- _WHAT YOU NEED TO DO_: Render every line of the listing below as a Markdown table with the columns Row and Line, numbering the rows in order and leaving out any blank lines.

- _TASK MATERIAL_:
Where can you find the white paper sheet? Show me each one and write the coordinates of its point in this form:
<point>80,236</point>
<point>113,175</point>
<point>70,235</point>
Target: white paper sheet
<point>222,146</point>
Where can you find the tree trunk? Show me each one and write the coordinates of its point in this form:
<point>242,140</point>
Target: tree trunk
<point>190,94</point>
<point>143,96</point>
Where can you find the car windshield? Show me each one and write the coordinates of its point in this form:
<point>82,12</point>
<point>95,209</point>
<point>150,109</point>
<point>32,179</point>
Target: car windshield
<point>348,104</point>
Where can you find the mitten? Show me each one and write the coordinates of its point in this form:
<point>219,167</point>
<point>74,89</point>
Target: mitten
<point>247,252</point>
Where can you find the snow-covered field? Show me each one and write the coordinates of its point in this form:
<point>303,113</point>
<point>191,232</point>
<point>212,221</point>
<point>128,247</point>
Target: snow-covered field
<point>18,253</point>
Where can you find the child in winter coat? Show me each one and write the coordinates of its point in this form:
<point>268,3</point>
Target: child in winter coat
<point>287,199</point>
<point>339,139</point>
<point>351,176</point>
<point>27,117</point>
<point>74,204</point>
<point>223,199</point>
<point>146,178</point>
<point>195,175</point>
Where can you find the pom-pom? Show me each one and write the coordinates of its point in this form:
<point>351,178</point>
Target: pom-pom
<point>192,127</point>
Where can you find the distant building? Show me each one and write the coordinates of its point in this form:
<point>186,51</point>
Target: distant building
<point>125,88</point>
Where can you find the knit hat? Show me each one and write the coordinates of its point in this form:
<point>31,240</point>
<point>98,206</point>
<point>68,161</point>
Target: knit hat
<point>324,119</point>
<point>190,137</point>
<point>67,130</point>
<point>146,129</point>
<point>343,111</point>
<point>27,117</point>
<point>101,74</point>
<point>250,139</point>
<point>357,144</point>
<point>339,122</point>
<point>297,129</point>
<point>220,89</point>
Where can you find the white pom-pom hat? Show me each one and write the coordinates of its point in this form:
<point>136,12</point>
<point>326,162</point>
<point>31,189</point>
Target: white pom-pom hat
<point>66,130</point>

- _ANSWER TO THE PROBLEM_:
| Row | Line |
|---|---|
| 1 | Where can you find the white paper sheet? Show me each one and write the coordinates of its point in this form: |
| 2 | <point>80,236</point> |
| 3 | <point>113,175</point> |
| 4 | <point>70,235</point> |
| 5 | Target: white paper sheet |
| 6 | <point>222,146</point> |
| 7 | Where can you find the tree trunk? Show me each one and write the coordinates of its point in this form: |
| 8 | <point>242,140</point> |
| 9 | Target: tree trunk |
| 10 | <point>190,94</point> |
| 11 | <point>143,96</point> |
| 12 | Where can you find the car windshield? Show me each one and write the coordinates of its point in this form: |
| 13 | <point>82,12</point> |
| 14 | <point>95,209</point> |
| 15 | <point>150,109</point> |
| 16 | <point>32,179</point> |
| 17 | Target: car windshield |
| 18 | <point>348,104</point> |
| 19 | Where can you find the mitten? Show me each one and write the coordinates of its point in this form: |
| 20 | <point>219,167</point> |
| 21 | <point>74,89</point> |
| 22 | Target: mitten |
| 23 | <point>247,252</point> |
| 24 | Where can you find the snow-covered field? Show me each one and write the coordinates of its point in this form: |
| 25 | <point>303,113</point> |
| 26 | <point>191,232</point> |
| 27 | <point>212,221</point> |
| 28 | <point>128,247</point> |
| 29 | Target: snow-covered field |
| 30 | <point>18,253</point> |
| 31 | Where can you find the child in winter coat? Show me each one and write the coordinates of its point in this form: |
| 32 | <point>268,3</point> |
| 33 | Target: child in winter coat |
| 34 | <point>287,199</point> |
| 35 | <point>339,139</point> |
| 36 | <point>351,176</point> |
| 37 | <point>27,117</point> |
| 38 | <point>74,204</point> |
| 39 | <point>223,199</point> |
| 40 | <point>146,178</point> |
| 41 | <point>195,175</point> |
| 42 | Where can you find the pom-pom? Show me each one and write the coordinates of its point in this form: |
| 43 | <point>351,178</point> |
| 44 | Target: pom-pom |
| 45 | <point>192,127</point> |
| 46 | Where can you find the distant building? Show me each one and write the coordinates of its point in this form: |
| 47 | <point>186,51</point> |
| 48 | Target: distant building |
| 49 | <point>125,88</point> |
| 50 | Where can you find the knit hat? Show me each one and write the coordinates of its point in this form: |
| 51 | <point>31,240</point> |
| 52 | <point>98,206</point> |
| 53 | <point>68,161</point> |
| 54 | Target: knit hat |
| 55 | <point>324,119</point> |
| 56 | <point>190,137</point> |
| 57 | <point>67,130</point> |
| 58 | <point>146,129</point> |
| 59 | <point>343,111</point> |
| 60 | <point>27,117</point> |
| 61 | <point>101,74</point> |
| 62 | <point>250,139</point> |
| 63 | <point>357,144</point> |
| 64 | <point>339,122</point> |
| 65 | <point>297,129</point> |
| 66 | <point>220,89</point> |
| 67 | Where can you find the white pom-pom hat? Show me each one and write the coordinates of its point in this form: |
| 68 | <point>136,12</point> |
| 69 | <point>326,162</point> |
| 70 | <point>31,189</point> |
| 71 | Target: white pom-pom hat |
| 72 | <point>66,130</point> |